◆ **Directive**
Gather each line of the rows below that contains the string "river" and copy it out in full. Matching is case-sensitive.

◆ **Entries shown**
- - -
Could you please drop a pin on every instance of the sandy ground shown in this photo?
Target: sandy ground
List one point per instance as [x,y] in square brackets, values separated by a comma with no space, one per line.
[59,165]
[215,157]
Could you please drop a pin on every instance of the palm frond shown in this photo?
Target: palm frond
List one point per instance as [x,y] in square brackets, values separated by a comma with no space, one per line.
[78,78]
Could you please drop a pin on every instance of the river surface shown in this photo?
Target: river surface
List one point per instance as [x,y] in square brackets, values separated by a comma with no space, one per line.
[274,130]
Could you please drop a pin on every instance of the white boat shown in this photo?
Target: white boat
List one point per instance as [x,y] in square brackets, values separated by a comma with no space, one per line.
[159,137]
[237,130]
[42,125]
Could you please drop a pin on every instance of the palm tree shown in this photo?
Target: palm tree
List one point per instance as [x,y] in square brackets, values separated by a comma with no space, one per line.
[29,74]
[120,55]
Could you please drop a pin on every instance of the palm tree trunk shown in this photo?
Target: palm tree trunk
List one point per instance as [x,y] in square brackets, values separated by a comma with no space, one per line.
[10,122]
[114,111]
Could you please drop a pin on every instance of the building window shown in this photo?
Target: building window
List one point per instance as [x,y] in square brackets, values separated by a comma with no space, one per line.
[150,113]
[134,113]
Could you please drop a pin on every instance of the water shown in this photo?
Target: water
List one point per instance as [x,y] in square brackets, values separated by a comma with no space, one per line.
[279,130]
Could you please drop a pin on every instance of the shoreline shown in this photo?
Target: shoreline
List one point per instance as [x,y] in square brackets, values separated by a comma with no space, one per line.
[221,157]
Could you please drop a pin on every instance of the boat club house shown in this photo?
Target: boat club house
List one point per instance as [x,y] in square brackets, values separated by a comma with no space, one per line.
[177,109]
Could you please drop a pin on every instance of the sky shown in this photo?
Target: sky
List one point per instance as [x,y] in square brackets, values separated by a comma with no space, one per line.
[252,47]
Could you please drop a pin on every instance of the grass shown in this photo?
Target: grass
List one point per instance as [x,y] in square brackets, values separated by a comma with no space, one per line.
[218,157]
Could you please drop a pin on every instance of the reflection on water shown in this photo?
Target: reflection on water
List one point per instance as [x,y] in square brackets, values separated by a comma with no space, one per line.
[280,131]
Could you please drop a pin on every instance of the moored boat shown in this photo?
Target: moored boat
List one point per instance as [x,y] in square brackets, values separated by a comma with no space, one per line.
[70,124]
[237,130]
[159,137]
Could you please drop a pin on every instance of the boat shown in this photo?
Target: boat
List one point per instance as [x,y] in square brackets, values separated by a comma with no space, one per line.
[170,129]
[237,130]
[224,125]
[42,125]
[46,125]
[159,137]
- - -
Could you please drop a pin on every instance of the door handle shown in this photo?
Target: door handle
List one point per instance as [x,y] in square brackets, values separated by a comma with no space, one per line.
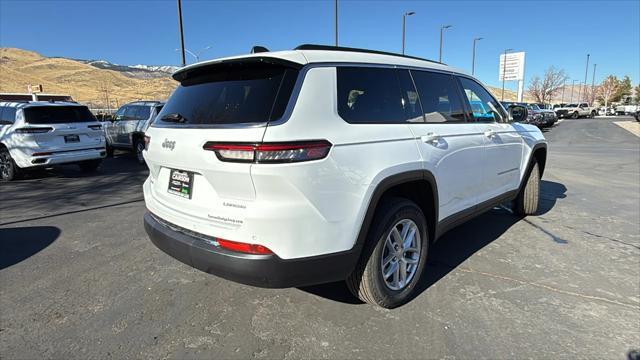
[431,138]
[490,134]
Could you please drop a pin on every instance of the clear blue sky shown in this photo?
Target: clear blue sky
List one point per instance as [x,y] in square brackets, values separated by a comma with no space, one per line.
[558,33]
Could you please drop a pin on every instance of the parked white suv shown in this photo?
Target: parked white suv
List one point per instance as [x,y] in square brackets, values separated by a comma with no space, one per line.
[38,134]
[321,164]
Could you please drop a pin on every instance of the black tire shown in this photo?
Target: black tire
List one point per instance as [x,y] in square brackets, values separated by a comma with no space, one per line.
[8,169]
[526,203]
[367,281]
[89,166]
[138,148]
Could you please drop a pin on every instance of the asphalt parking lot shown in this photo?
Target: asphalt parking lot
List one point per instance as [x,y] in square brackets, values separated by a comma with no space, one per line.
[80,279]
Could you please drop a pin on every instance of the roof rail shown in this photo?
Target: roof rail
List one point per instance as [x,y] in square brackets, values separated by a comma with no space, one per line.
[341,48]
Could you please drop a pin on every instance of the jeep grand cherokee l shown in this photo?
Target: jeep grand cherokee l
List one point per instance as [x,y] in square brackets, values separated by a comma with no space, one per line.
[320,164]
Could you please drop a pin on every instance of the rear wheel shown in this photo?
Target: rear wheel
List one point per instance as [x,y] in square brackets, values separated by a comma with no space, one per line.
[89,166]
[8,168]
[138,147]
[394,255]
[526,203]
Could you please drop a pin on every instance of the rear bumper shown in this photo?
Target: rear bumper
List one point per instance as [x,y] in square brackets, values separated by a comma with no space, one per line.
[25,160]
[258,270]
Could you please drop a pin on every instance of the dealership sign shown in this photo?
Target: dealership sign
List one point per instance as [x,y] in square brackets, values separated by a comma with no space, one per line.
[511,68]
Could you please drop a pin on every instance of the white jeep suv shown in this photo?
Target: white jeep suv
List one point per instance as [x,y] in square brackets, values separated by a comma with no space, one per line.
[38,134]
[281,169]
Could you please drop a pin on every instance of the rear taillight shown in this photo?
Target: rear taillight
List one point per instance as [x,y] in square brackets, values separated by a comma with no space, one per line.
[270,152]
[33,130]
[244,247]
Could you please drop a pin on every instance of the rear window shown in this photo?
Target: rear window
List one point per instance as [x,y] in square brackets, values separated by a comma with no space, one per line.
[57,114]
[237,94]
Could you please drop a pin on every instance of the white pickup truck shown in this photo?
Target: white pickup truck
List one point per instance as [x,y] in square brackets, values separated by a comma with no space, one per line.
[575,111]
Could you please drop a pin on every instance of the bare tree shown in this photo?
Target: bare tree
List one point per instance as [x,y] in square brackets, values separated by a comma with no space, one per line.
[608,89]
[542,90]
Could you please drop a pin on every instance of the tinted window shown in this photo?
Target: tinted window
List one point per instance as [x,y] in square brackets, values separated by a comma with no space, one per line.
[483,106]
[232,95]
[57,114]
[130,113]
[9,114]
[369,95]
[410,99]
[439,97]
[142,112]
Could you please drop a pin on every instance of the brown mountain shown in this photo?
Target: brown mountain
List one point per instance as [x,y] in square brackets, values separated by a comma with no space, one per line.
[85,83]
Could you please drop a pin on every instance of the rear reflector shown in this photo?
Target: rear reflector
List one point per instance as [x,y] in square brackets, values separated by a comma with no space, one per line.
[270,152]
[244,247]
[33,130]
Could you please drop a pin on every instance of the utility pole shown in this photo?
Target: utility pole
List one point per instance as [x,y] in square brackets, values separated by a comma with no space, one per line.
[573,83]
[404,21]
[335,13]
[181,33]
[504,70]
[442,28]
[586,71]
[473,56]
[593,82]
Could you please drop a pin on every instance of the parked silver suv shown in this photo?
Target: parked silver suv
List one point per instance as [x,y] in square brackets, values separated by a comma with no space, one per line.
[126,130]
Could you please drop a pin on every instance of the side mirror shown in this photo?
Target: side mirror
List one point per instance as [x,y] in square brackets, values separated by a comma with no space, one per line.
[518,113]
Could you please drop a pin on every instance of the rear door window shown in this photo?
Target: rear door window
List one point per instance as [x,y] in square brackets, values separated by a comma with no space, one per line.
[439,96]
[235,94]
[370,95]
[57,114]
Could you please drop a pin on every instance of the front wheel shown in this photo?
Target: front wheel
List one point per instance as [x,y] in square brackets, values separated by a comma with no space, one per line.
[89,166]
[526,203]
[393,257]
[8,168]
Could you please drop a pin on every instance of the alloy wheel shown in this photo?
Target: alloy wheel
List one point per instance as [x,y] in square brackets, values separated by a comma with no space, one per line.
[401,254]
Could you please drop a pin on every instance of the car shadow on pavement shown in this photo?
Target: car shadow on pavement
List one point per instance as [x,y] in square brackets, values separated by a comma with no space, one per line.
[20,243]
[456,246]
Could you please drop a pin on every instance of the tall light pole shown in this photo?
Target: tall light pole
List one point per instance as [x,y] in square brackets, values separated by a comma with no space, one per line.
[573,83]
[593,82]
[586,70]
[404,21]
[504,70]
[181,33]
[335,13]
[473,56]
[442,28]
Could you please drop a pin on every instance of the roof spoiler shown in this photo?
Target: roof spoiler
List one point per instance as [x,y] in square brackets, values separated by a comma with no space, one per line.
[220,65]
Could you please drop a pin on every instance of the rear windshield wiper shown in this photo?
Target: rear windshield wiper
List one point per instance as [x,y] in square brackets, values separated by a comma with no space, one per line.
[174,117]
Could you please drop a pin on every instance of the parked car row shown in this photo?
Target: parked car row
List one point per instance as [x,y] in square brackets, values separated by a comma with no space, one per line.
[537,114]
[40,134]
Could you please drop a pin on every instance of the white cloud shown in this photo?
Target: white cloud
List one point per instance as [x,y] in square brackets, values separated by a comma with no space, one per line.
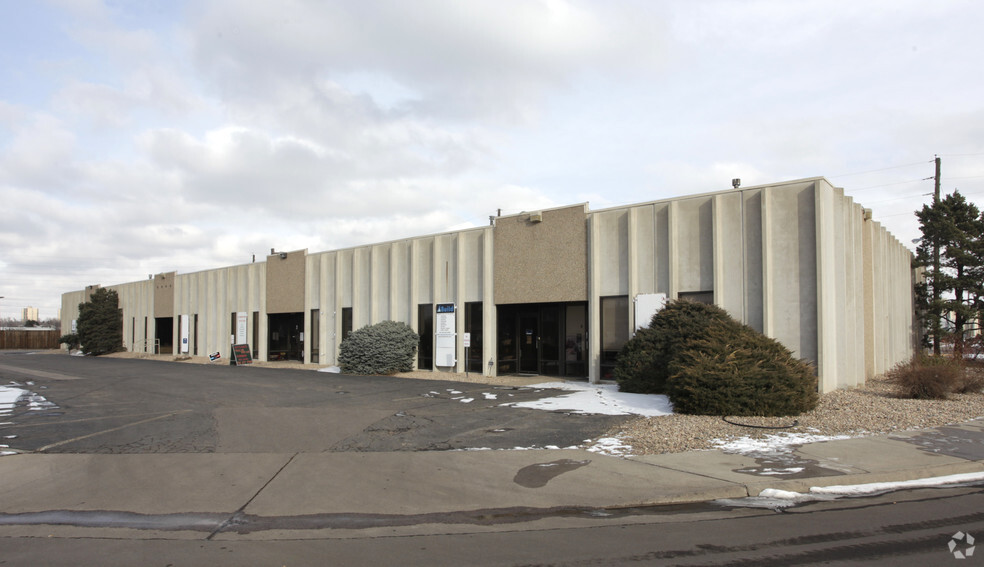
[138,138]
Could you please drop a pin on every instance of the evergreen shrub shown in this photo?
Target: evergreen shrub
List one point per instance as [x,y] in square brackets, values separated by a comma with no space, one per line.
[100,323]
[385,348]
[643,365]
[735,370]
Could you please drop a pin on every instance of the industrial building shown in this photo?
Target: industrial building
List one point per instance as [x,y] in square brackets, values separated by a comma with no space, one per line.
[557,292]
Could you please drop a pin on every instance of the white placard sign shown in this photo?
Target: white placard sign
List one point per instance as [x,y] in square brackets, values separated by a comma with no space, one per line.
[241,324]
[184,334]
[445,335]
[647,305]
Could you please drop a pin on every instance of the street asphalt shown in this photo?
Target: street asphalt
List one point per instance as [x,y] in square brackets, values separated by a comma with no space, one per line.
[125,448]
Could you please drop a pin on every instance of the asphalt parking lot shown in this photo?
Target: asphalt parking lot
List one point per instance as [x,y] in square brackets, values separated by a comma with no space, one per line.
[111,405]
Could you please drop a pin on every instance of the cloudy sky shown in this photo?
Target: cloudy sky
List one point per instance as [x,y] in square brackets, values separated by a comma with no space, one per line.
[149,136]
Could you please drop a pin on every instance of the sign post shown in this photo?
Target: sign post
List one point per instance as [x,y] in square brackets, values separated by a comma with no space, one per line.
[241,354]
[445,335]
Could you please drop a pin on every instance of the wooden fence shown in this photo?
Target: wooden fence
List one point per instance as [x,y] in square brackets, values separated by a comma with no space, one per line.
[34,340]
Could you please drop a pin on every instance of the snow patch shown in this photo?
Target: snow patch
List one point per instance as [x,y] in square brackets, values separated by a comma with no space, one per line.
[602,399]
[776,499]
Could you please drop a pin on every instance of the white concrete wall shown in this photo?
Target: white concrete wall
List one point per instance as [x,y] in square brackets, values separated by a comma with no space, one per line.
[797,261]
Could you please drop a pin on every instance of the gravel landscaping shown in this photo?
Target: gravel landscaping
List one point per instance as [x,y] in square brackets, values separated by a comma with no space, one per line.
- - -
◆ **Expected answer**
Could you please drop a pin on every instance of the river surface shown in this photo?
Target: river surface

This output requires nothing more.